[PASSAGE]
• • • • •

This is quite close to what I have intended, but I feel like it may
require some over-annotation (if all realtime functions must manually
get the assigned "realtime" property (syntax is great)).
I am fairly sure that it would be much less verbose if there was an
ability for the analyser to assume that a function has some property
by default until proved otherwise.

eg: if foo() has the realtime property and it calls bar(), then bar()
is assumed to be realtime until a contradiction is reached (ie bar()
calls a non-realtime function).

This could lead to the unmaintainable list of whitelists and
blacklists, but I would prefer to not force developers to annotate
their entire codebase for the static analysis to be effective.

One thing to consider, however, is the difficulty to do so for template
functions. This is, in essence, similar to `noexcept`, and the Standard
specifies a form `noexcept(boolean-expression)` to allow expressing
conditions on template functions/methods. This makes things a bit harder, no
doubt.

Perhaps that templated code should be kept out of the loop in your project,
or at least, dependant annotations.

• • • • •

[Extracted records]
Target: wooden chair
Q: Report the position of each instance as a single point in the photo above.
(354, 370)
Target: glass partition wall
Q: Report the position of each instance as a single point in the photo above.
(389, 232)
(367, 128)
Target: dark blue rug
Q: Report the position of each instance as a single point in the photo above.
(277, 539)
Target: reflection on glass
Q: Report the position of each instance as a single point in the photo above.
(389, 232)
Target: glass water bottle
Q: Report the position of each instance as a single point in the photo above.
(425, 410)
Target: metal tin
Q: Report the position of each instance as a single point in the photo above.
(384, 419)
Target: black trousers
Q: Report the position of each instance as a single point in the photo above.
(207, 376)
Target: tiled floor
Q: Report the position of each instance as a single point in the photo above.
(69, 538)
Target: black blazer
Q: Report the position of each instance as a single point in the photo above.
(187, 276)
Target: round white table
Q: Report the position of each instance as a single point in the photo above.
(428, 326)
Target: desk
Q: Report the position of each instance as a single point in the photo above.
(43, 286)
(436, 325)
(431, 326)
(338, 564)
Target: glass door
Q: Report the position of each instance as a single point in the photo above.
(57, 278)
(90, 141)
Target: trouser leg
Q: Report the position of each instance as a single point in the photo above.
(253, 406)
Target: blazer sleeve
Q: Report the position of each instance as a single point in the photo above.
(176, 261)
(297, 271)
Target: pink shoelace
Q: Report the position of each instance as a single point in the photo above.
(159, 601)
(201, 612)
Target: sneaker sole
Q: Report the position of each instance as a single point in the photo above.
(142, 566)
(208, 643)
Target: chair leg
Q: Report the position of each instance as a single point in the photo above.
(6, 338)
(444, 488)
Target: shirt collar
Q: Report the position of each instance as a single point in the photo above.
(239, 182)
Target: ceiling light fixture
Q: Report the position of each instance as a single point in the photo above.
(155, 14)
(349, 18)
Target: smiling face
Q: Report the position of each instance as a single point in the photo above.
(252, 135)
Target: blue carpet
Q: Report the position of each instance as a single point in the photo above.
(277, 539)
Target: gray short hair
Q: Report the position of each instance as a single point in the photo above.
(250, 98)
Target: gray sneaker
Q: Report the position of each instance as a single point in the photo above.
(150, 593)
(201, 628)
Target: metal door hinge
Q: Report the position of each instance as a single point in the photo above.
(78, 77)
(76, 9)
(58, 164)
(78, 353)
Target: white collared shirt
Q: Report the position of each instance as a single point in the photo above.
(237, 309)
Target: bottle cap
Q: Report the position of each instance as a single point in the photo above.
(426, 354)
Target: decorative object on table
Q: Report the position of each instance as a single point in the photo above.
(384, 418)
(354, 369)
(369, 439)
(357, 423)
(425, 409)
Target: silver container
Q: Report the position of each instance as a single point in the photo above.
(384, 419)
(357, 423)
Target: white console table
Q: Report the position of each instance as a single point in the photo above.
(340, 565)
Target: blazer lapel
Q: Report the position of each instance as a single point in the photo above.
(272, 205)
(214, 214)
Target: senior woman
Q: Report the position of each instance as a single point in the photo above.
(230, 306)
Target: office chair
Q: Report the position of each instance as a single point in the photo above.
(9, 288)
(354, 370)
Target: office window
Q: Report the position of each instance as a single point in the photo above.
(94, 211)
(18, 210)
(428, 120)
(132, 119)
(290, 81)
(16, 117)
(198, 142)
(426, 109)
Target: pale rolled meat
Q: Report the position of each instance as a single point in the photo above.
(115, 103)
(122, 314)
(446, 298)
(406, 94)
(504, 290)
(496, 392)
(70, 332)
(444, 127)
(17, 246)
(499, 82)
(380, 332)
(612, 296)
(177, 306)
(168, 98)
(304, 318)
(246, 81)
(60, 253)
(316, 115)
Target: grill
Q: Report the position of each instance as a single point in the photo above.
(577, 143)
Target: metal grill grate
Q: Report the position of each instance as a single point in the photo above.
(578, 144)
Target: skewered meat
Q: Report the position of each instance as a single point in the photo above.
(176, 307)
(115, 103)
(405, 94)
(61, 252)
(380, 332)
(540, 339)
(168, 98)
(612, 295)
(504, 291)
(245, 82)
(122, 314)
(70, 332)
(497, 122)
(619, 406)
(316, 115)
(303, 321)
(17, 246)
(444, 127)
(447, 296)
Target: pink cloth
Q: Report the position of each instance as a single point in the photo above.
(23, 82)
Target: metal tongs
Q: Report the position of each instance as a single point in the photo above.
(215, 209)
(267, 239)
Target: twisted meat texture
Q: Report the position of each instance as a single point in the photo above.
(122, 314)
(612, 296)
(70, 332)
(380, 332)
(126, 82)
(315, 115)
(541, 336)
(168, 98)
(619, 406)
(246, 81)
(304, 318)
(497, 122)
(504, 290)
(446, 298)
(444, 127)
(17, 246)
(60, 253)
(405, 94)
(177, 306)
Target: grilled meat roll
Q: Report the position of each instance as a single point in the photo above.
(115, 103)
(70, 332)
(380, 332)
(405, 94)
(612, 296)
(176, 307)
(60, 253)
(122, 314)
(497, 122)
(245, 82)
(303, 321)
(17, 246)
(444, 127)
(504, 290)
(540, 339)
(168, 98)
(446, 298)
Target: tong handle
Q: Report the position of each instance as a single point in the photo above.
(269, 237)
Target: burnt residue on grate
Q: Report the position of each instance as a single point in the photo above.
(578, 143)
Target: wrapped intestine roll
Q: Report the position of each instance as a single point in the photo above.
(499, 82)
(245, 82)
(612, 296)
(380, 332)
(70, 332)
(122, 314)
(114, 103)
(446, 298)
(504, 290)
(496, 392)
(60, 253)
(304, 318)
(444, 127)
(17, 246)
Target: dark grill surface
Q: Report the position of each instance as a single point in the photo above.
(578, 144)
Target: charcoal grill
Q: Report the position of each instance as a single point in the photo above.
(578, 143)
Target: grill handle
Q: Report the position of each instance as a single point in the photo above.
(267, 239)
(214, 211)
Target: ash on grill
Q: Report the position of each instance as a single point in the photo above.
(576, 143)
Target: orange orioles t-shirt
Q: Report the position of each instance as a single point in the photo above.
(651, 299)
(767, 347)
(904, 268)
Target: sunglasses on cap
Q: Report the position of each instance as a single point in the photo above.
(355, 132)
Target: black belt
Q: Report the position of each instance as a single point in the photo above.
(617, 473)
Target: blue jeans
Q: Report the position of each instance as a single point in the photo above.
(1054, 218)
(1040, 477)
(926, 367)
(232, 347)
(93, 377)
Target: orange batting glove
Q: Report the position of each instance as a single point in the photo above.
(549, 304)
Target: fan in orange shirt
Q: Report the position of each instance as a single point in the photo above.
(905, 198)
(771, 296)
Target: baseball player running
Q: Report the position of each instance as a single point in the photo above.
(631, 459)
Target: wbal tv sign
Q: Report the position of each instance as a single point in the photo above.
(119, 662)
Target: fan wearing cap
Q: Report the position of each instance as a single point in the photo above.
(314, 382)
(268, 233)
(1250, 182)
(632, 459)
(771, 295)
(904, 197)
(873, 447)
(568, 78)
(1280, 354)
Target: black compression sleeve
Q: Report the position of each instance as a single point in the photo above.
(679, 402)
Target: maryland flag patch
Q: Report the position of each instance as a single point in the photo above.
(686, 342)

• • • • •

[REQUIREMENT 1]
Transcribe everything in the forum thread about realtime function annotations from "I am fairly" down to "to be effective.".
[REQUIREMENT 2]
Restate word for word everything in the records from the line containing "Target: fan wearing cap" down to the end of the records.

[FINAL RESULT 1]
I am fairly sure that it would be much less verbose if there was an
ability for the analyser to assume that a function has some property
by default until proved otherwise.

eg: if foo() has the realtime property and it calls bar(), then bar()
is assumed to be realtime until a contradiction is reached (ie bar()
calls a non-realtime function).

This could lead to the unmaintainable list of whitelists and
blacklists, but I would prefer to not force developers to annotate
their entire codebase for the static analysis to be effective.

[FINAL RESULT 2]
Target: fan wearing cap
Q: Report the position of each instance as a single point in the photo above.
(314, 382)
(268, 233)
(1250, 182)
(632, 459)
(771, 295)
(904, 197)
(873, 447)
(568, 78)
(1280, 354)
Target: black compression sleeve
Q: Report the position of each instance as a single point in the photo above.
(679, 402)
Target: maryland flag patch
Q: Report the position of each instance as a single point in the photo above.
(686, 342)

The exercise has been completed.